>>>

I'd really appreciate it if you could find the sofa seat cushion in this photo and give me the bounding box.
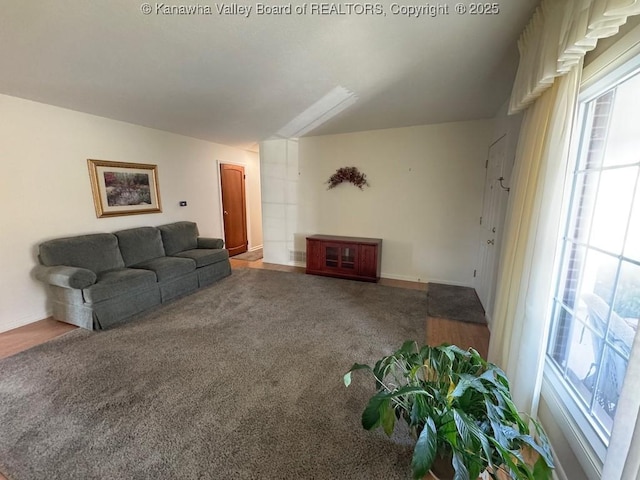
[132,257,196,282]
[175,248,229,268]
[39,233,124,274]
[82,268,157,303]
[157,222,198,255]
[114,227,165,267]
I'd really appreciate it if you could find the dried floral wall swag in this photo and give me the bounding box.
[325,167,369,190]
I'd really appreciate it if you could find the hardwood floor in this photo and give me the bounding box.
[0,258,489,480]
[0,318,77,360]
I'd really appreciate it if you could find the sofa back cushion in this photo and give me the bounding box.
[114,227,164,267]
[39,233,124,274]
[158,222,198,255]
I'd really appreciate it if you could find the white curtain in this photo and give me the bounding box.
[489,64,580,414]
[489,0,640,480]
[509,0,640,113]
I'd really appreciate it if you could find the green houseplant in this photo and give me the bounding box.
[344,341,553,480]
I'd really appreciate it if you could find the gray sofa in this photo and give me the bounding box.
[35,222,231,330]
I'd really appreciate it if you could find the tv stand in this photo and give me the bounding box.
[306,235,382,282]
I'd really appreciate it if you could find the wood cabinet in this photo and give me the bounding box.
[306,235,382,282]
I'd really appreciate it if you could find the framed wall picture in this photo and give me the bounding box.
[87,159,162,218]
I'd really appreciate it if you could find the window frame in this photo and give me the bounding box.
[541,50,640,470]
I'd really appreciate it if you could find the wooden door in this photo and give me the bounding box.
[220,163,248,256]
[358,245,378,278]
[475,136,509,319]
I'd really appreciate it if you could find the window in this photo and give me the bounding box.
[547,58,640,448]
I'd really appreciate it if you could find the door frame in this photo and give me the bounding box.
[216,159,254,252]
[473,133,510,325]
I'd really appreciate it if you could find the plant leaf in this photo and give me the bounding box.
[411,417,438,479]
[451,450,471,480]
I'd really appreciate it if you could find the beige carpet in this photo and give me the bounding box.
[0,269,427,480]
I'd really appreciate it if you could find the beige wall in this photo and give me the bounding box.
[296,120,493,286]
[0,95,262,331]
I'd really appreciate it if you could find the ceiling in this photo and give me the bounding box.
[0,0,538,149]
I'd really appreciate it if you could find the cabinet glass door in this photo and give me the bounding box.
[340,247,356,270]
[324,247,340,268]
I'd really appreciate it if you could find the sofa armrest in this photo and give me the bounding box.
[35,265,97,289]
[198,237,224,249]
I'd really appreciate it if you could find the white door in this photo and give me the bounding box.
[475,135,509,319]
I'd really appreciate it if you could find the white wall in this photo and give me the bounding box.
[0,95,262,331]
[292,120,493,286]
[260,139,298,265]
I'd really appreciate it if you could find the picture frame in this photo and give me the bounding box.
[87,159,162,218]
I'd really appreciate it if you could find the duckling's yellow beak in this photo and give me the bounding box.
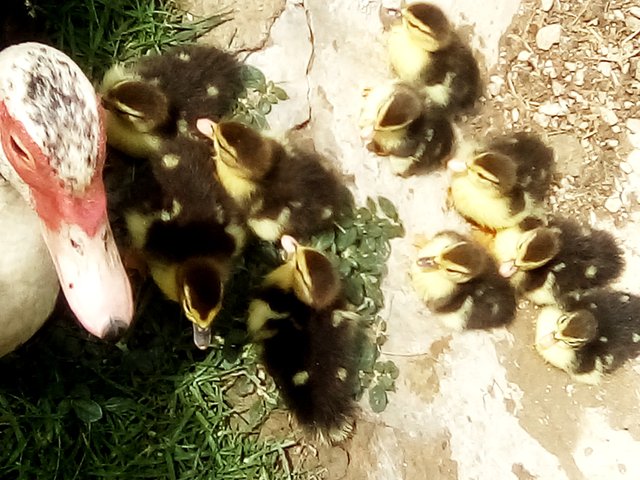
[196,118,218,140]
[280,235,300,260]
[416,257,438,270]
[499,260,518,278]
[182,285,222,350]
[447,158,467,173]
[193,323,211,350]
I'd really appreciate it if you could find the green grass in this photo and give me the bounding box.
[0,0,402,480]
[0,286,294,479]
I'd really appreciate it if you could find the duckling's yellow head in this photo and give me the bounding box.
[102,80,170,133]
[447,152,517,194]
[196,118,279,180]
[280,235,341,309]
[500,227,562,277]
[375,85,424,131]
[553,309,598,349]
[416,232,488,283]
[402,2,453,52]
[178,258,223,350]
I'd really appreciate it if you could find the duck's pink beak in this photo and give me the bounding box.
[447,158,467,173]
[537,332,557,350]
[34,180,133,339]
[0,43,133,338]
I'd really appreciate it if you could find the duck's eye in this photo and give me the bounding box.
[445,268,464,273]
[476,171,498,184]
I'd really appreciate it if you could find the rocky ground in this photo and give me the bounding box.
[181,0,640,480]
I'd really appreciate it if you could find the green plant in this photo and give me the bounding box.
[313,197,404,412]
[231,65,289,130]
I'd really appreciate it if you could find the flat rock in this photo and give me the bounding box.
[604,195,622,213]
[536,23,562,50]
[549,133,585,177]
[179,0,286,52]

<<<

Aim: Copy every one of the lines above word for word, with the pictures left out.

In response:
I'd really appreciate it if you could find the sofa seat cushion in this photo and give me the bounding box.
[132,257,196,282]
[175,248,229,268]
[39,233,124,274]
[82,268,157,303]
[157,222,198,255]
[114,227,165,267]
I'd really appreciate it if you could find the dried floral wall swag in this photo and give me the bounding box.
[325,167,369,190]
I'd really appreciate it if you could find the hardwood floor in this photo and give me the bounding box.
[0,258,489,480]
[0,318,77,360]
I'd really appreciate it if you could find the sofa back cushion in this photo and give me the bounding box.
[114,227,164,267]
[39,233,124,274]
[158,222,198,255]
I'd really appreciate it if you could find the white curtain in this photo and give me the bounding box.
[489,64,580,414]
[489,0,640,480]
[509,0,640,113]
I'd really appreciate it if you could find the green houseplant in this photo and give me the bounding box.
[344,341,553,480]
I'd really appreciate it if you could find the gray sofa in this photo and give me the bounding box.
[35,222,231,330]
I'd really appreciate it if you could find the tv stand in this photo and give me the bounding box.
[306,235,382,282]
I'd really appreciate it if you could find the wood cabinet in this photo and give me the bounding box.
[306,235,382,282]
I'd really appreciate it if you could find the framed wall picture in this photo and give me the bounding box.
[87,159,162,218]
I'd really appreciate it if you could find the window frame in this photo and give me the bounding box.
[541,50,640,470]
I'd really appreciate it if you could find the wooden door in this photo and give me the bounding box.
[220,163,248,256]
[358,245,378,278]
[475,136,509,319]
I'd really appreciate it if you could find the window in this photo and give me the bounding box.
[547,58,640,448]
I'd really appreciate it if you could find the door frame in this photo and give me the bounding box.
[216,159,254,252]
[473,133,510,325]
I'd really appreciate it if you could find the plant leaf in this photo and give me the bounding box.
[411,417,438,479]
[451,450,471,480]
I'd really appreciate it if you could find the beige carpet in this photo and give me the bounding box.
[0,269,427,480]
I'd really appreciate it if you could find the beige wall in this photo and give me the bounding box.
[296,120,493,286]
[0,95,262,331]
I'd really appreciate it if you could find the ceiling in this photo and give me the bounding box.
[0,0,538,149]
I'd really appreciate it if you could find the cabinet glass door in this photo and give me the bounding box.
[340,247,356,270]
[324,247,340,268]
I'd really appreciate it if you could find the sofa armrest in this photo and give me the bounding box.
[35,265,97,289]
[198,237,224,249]
I'd really appreciate it if you could find the white door in this photo and give me the bounding box.
[475,135,509,319]
I'd really appreciate it if you could find the white wall in this photo and give me the bounding box.
[0,95,262,331]
[292,120,493,286]
[260,139,298,265]
I'd really appreciate it if you could find the picture frame in this photo and give me the bounding box.
[87,159,162,218]
I'd really appreciate it if you could find the duckling's yellow beak in this photo and give me the bounding box.
[196,118,218,140]
[280,235,300,260]
[416,257,438,270]
[499,260,518,278]
[182,285,222,350]
[447,158,467,173]
[193,323,211,350]
I'd really appreciate it if you could find the green grass in this photo and give me the bounding box.
[0,0,402,480]
[0,286,294,479]
I'd really appreciate it if you could find the duckling's yellow head in this photo and give me the bounding box.
[102,80,170,133]
[447,152,517,194]
[196,118,279,180]
[280,235,341,309]
[500,227,562,277]
[375,85,424,131]
[553,309,598,349]
[416,232,488,283]
[402,2,453,52]
[178,258,223,350]
I'd really appreciate it if you could find the duck's pink beak in this photo and give me the bounding box.
[447,158,467,173]
[537,332,557,350]
[34,180,133,339]
[0,43,133,338]
I'd really appreciate it if you could find the duck's eye in this photo and give me the bounding box.
[445,268,464,273]
[476,171,498,184]
I'd really appreciate it if you could find the rocky ground in this photo and give me the bounding box.
[181,0,640,480]
I'd really appreciate it if you could find the green plant in this photo and give me the bounding box.
[313,197,404,412]
[231,65,289,130]
I'd really appreciate it if you could find the flat rock in this photo and give me the bounding box.
[604,195,622,213]
[536,23,562,50]
[549,133,585,177]
[179,0,286,52]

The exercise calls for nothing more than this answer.